(Entries from a pointing dataset)
__________

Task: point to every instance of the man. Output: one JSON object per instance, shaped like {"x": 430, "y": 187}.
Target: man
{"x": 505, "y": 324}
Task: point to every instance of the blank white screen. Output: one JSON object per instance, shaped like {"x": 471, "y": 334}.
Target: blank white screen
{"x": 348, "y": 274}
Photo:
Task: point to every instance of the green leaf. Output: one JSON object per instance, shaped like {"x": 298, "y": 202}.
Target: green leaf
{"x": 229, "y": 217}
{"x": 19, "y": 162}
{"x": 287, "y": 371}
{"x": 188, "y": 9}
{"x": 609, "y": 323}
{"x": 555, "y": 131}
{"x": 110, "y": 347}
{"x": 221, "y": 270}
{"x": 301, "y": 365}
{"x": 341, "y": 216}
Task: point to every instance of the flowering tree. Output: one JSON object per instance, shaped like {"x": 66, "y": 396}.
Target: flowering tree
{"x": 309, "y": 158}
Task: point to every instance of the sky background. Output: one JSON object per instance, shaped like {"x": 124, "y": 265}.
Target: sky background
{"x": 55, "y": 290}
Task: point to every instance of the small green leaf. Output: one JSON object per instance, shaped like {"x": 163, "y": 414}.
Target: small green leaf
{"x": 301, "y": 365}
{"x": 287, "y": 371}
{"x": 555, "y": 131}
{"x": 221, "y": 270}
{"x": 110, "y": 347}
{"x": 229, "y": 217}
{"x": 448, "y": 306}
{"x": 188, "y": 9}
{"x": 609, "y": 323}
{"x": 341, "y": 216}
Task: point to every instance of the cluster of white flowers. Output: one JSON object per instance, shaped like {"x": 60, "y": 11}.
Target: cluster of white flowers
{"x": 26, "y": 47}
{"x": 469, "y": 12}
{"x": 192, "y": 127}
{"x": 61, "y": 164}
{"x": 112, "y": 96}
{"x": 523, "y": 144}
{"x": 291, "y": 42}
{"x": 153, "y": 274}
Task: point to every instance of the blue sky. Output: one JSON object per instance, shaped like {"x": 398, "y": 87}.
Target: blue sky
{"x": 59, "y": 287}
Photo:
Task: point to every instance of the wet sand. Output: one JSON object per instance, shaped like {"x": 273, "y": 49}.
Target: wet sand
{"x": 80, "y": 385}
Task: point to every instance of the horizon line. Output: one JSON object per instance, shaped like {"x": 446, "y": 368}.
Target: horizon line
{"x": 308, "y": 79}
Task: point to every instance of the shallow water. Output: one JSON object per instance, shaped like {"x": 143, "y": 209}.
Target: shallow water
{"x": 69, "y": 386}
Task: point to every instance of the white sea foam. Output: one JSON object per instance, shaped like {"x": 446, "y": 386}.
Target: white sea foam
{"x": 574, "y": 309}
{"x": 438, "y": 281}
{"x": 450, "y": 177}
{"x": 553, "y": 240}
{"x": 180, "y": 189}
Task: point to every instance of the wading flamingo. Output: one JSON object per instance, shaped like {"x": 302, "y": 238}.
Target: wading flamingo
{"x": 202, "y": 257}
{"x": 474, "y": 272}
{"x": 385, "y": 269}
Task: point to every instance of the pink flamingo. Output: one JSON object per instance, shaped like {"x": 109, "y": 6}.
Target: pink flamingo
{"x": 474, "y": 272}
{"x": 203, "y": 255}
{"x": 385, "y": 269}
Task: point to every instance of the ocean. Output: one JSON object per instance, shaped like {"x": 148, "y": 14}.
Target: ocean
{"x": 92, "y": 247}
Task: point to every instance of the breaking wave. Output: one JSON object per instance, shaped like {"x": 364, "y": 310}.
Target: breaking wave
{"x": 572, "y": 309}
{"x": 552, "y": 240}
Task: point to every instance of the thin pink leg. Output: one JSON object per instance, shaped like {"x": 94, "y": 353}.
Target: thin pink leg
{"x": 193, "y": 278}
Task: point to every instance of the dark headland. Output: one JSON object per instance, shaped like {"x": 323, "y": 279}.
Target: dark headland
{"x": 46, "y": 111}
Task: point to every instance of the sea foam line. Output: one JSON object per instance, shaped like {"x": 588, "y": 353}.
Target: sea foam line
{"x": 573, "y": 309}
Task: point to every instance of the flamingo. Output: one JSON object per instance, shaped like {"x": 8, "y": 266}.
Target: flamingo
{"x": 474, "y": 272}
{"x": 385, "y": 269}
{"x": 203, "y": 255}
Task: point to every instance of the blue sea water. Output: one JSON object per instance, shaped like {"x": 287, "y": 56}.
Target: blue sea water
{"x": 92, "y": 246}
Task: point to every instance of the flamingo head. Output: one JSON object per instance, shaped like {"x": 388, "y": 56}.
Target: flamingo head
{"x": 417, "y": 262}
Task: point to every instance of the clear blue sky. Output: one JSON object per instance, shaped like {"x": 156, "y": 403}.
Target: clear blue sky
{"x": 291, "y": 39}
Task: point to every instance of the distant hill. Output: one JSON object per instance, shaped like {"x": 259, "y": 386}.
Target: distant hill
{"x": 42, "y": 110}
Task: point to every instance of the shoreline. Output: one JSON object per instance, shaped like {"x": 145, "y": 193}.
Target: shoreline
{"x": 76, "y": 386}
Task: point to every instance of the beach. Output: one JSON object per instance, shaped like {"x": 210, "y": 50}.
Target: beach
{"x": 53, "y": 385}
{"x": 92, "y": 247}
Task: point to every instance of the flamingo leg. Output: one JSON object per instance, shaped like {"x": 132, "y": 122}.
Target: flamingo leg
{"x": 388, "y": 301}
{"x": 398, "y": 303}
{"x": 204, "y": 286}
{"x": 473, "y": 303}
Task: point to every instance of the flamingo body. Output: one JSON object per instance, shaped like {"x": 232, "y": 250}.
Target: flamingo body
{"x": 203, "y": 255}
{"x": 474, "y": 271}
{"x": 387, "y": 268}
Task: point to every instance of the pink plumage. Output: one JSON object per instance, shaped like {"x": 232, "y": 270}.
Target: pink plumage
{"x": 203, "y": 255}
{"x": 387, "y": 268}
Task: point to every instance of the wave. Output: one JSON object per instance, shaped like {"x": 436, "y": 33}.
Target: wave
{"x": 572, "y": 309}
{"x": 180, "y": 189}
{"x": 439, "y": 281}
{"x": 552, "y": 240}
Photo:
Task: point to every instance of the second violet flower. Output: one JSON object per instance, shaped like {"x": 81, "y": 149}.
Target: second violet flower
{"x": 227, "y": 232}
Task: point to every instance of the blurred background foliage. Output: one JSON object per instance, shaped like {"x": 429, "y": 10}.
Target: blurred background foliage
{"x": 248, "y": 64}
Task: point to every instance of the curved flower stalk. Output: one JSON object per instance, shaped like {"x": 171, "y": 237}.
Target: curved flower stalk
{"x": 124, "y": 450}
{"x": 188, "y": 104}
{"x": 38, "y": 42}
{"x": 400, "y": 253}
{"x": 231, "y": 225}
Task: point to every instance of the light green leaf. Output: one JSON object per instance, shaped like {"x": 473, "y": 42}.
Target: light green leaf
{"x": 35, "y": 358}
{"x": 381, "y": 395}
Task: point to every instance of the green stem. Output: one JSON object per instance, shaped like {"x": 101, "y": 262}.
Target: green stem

__________

#### [Directive]
Turn all of the material above into a numbered list, one line per item, with blank lines left out.

#### [Written response]
1. Task: point to every instance of the man. Output: one JSON object per instance, shaped like {"x": 430, "y": 187}.
2. Target: man
3. {"x": 505, "y": 324}
4. Task: point to every instance of the blank white screen. Output: one JSON object per instance, shaped like {"x": 471, "y": 334}.
5. Target: blank white screen
6. {"x": 348, "y": 274}
7. Photo:
8. Task: point to every instance of the green leaf. Output: one JSON object per instance, shaped like {"x": 298, "y": 202}.
9. Target: green leaf
10. {"x": 229, "y": 217}
11. {"x": 19, "y": 162}
12. {"x": 287, "y": 371}
13. {"x": 188, "y": 9}
14. {"x": 609, "y": 323}
15. {"x": 555, "y": 131}
16. {"x": 110, "y": 347}
17. {"x": 221, "y": 270}
18. {"x": 301, "y": 365}
19. {"x": 341, "y": 216}
20. Task: point to every instance of the flowering tree. Output: one JSON object per instance, shaped like {"x": 66, "y": 396}.
21. Target: flowering tree
22. {"x": 309, "y": 158}
23. Task: point to every instance of the sky background. Output: one JSON object per instance, shaped like {"x": 124, "y": 265}.
24. Target: sky background
25. {"x": 55, "y": 290}
26. Task: point to every instance of the small green leaf. Output: one JSON object per instance, shaped like {"x": 163, "y": 414}.
27. Target: small green leaf
28. {"x": 301, "y": 365}
29. {"x": 287, "y": 371}
30. {"x": 555, "y": 131}
31. {"x": 221, "y": 270}
32. {"x": 110, "y": 347}
33. {"x": 229, "y": 217}
34. {"x": 448, "y": 306}
35. {"x": 188, "y": 9}
36. {"x": 609, "y": 323}
37. {"x": 341, "y": 216}
38. Task: point to every instance of the cluster of white flowers. Output: one JSON object per instance, shaped like {"x": 60, "y": 11}.
39. Target: cluster of white flowers
40. {"x": 26, "y": 47}
41. {"x": 469, "y": 12}
42. {"x": 192, "y": 127}
43. {"x": 61, "y": 164}
44. {"x": 112, "y": 96}
45. {"x": 523, "y": 144}
46. {"x": 291, "y": 42}
47. {"x": 153, "y": 274}
48. Task: point to every instance of the blue sky. Output: one JSON object per instance, shaped like {"x": 398, "y": 87}.
49. Target: blue sky
50. {"x": 59, "y": 287}
51. Photo:
52. Task: point to every instance of the wet sand. Output: one JSON object per instance, shaped like {"x": 273, "y": 49}.
53. Target: wet sand
54. {"x": 80, "y": 385}
55. Task: point to every instance of the horizon line. Output: one JSON object per instance, shaped like {"x": 446, "y": 368}.
56. Target: horizon line
57. {"x": 308, "y": 79}
58. Task: point to every instance of the shallow water. Output: one JSON object per instance, shaped like {"x": 143, "y": 209}.
59. Target: shallow water
60. {"x": 69, "y": 386}
61. Task: point to every instance of the white sea foam. Output: one JSON object per instance, shaped like {"x": 446, "y": 386}.
62. Target: white sea foam
63. {"x": 574, "y": 309}
64. {"x": 438, "y": 281}
65. {"x": 450, "y": 177}
66. {"x": 553, "y": 240}
67. {"x": 180, "y": 189}
68. Task: point to every instance of the wading flamingo. Output: one JSON object per instance, shaped like {"x": 302, "y": 238}.
69. Target: wading flamingo
70. {"x": 202, "y": 257}
71. {"x": 474, "y": 272}
72. {"x": 385, "y": 269}
73. Task: point to every instance of the pink flamingo. Output: one JSON object per instance, shaped like {"x": 109, "y": 6}.
74. Target: pink flamingo
75. {"x": 474, "y": 272}
76. {"x": 203, "y": 255}
77. {"x": 385, "y": 269}
78. Task: point to every instance of the ocean. Output: one JSON object per instance, shaped like {"x": 148, "y": 14}.
79. Target: ocean
80. {"x": 92, "y": 247}
81. Task: point to every instance of the breaking wave. Output: one JSON object per instance, shaped like {"x": 364, "y": 310}.
82. Target: breaking wave
83. {"x": 572, "y": 309}
84. {"x": 552, "y": 240}
85. Task: point to every instance of the thin pink leg. Output: one JSON object per instance, shaped like {"x": 94, "y": 353}.
86. Target: thin pink leg
87. {"x": 193, "y": 278}
88. Task: point to every instance of the dark headland. Output: one JSON object per instance, shaped like {"x": 323, "y": 279}.
89. Target: dark headland
90. {"x": 46, "y": 111}
91. Task: point to every instance of the sea foam line. Output: one JSON object per instance, shaped like {"x": 588, "y": 353}.
92. Target: sea foam line
93. {"x": 573, "y": 309}
94. Task: point to every instance of the flamingo. Output: one JSON object per instance, shaped like {"x": 8, "y": 266}.
95. Target: flamingo
96. {"x": 474, "y": 272}
97. {"x": 385, "y": 269}
98. {"x": 203, "y": 255}
99. Task: point to every instance of the blue sea water. Output: one JSON object per instance, shaped like {"x": 287, "y": 56}.
100. Target: blue sea water
101. {"x": 92, "y": 246}
102. Task: point to every instance of the flamingo head. Output: one JSON object per instance, shaped like {"x": 388, "y": 56}.
103. Target: flamingo head
104. {"x": 417, "y": 262}
105. Task: point to every instance of the clear blue sky. Output: one JSON object per instance, shaped like {"x": 156, "y": 403}.
106. Target: clear blue sky
107. {"x": 291, "y": 39}
108. Task: point to every instance of the distant hill. Output: one JSON object per instance, shaped like {"x": 259, "y": 386}.
109. Target: distant hill
110. {"x": 42, "y": 110}
111. Task: point to every instance of the shoreline. Output: one JSON object per instance, shaped like {"x": 145, "y": 193}.
112. Target: shoreline
113. {"x": 76, "y": 386}
114. Task: point to every instance of the beach. Output: one JSON object per instance, shaped like {"x": 210, "y": 50}.
115. Target: beach
116. {"x": 53, "y": 385}
117. {"x": 92, "y": 247}
118. Task: point to every instance of the flamingo leg. Output: one JSON object per instance, shaped like {"x": 132, "y": 122}.
119. Target: flamingo leg
120. {"x": 388, "y": 301}
121. {"x": 398, "y": 303}
122. {"x": 204, "y": 286}
123. {"x": 473, "y": 303}
124. Task: point to every instance of the flamingo body. Output: one JSON object per instance, shaped like {"x": 232, "y": 250}.
125. Target: flamingo body
126. {"x": 203, "y": 255}
127. {"x": 474, "y": 271}
128. {"x": 387, "y": 268}
129. Task: point to every instance of the pink plumage. Output: one JSON object per instance, shaped like {"x": 232, "y": 270}.
130. Target: pink plumage
131. {"x": 203, "y": 255}
132. {"x": 387, "y": 268}
133. Task: point to every instance of the wave. Output: one JSON object per instance, shaped like {"x": 436, "y": 33}.
134. Target: wave
135. {"x": 572, "y": 309}
136. {"x": 180, "y": 189}
137. {"x": 439, "y": 281}
138. {"x": 552, "y": 240}
139. Photo:
140. Task: point to every instance of the second violet flower. Output: one JSON object per instance, shaped like {"x": 81, "y": 149}.
141. Target: second violet flower
142. {"x": 227, "y": 232}
143. Task: point to every instance of the blurred background foliage. Output: one JSON object per instance, shaped like {"x": 429, "y": 10}.
144. Target: blurred background foliage
145. {"x": 248, "y": 64}
146. Task: point to every instance of the curved flower stalk. Output: one JSON object per instance, shaped like {"x": 171, "y": 237}.
147. Target: curved flower stalk
148. {"x": 124, "y": 450}
149. {"x": 188, "y": 104}
150. {"x": 38, "y": 42}
151. {"x": 400, "y": 253}
152. {"x": 231, "y": 225}
153. Task: point to every instance of the light green leaf. Output: one JSON object per instance, shaped like {"x": 473, "y": 42}.
154. Target: light green leaf
155. {"x": 35, "y": 358}
156. {"x": 381, "y": 395}
157. Task: point to every instance of the green stem. Output: one JSON object per instance, shaped like {"x": 101, "y": 262}.
158. Target: green stem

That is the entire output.